[Start of Information supplied]
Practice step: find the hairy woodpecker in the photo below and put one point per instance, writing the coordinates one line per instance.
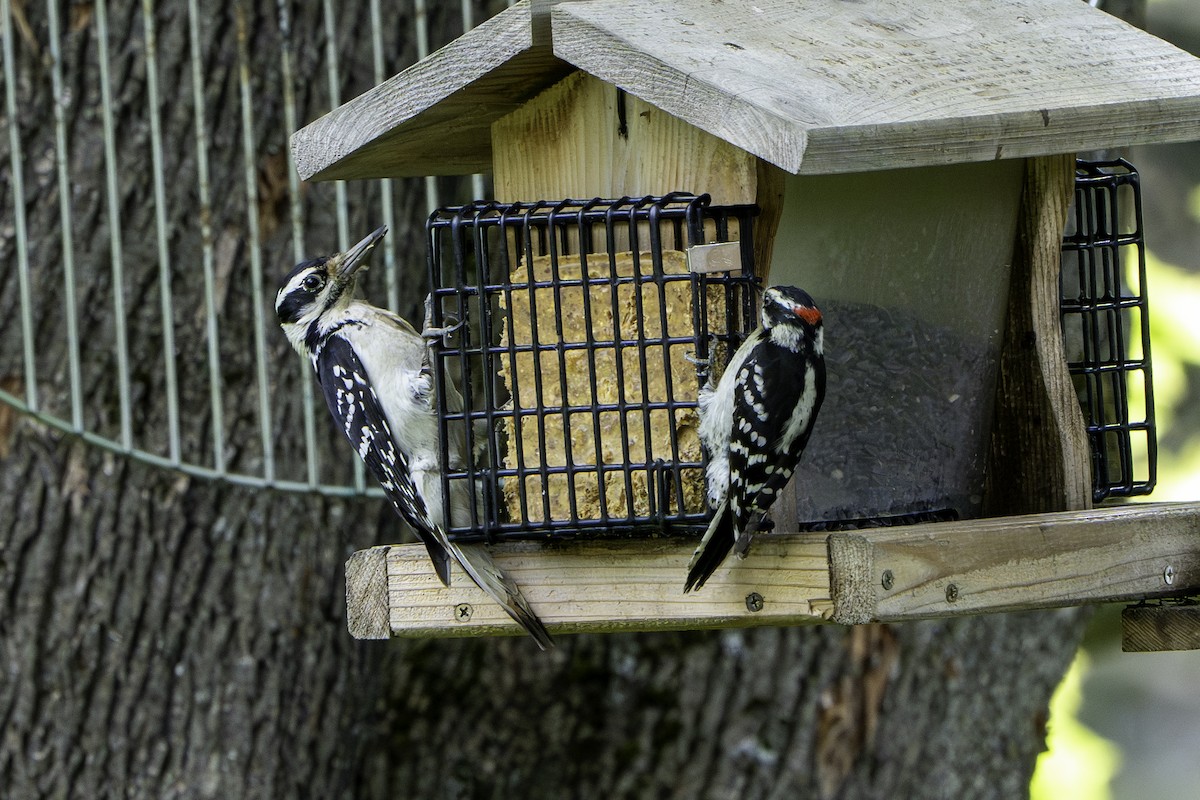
[End of Information supplied]
[Start of Information supplied]
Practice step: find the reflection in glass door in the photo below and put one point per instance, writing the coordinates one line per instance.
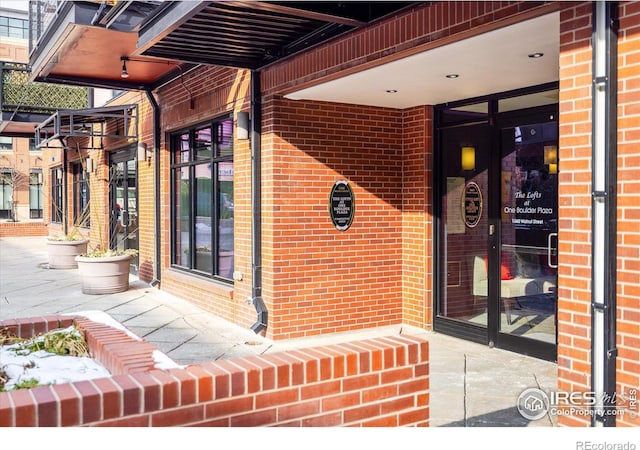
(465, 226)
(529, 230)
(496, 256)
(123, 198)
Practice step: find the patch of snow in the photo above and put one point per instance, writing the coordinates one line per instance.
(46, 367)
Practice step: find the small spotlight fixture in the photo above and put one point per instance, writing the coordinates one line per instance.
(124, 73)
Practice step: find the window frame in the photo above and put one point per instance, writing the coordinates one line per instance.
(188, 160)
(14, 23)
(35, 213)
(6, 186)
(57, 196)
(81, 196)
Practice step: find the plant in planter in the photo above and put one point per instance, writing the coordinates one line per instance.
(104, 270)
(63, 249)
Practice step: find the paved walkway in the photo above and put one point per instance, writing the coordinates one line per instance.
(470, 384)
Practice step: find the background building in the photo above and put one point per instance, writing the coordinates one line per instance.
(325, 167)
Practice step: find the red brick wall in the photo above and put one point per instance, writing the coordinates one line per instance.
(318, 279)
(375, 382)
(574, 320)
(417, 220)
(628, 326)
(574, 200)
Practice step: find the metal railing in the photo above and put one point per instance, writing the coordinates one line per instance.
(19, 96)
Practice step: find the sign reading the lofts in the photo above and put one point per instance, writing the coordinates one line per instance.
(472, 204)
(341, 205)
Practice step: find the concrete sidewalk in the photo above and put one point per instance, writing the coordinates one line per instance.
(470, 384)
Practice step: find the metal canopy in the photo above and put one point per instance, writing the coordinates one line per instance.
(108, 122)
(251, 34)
[End of Information supplied]
[Start of Information supplied]
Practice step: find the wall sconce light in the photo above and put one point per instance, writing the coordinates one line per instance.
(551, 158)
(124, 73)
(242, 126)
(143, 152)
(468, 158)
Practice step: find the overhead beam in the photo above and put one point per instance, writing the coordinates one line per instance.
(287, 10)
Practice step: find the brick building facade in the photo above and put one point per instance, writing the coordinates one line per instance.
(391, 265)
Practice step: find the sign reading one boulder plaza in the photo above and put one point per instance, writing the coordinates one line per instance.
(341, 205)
[End of Information supplied]
Task goal
Please count the lines in the rows above that contain the string "below", treating uppercase and lowercase letters as different. Give only the number.

Full solution
2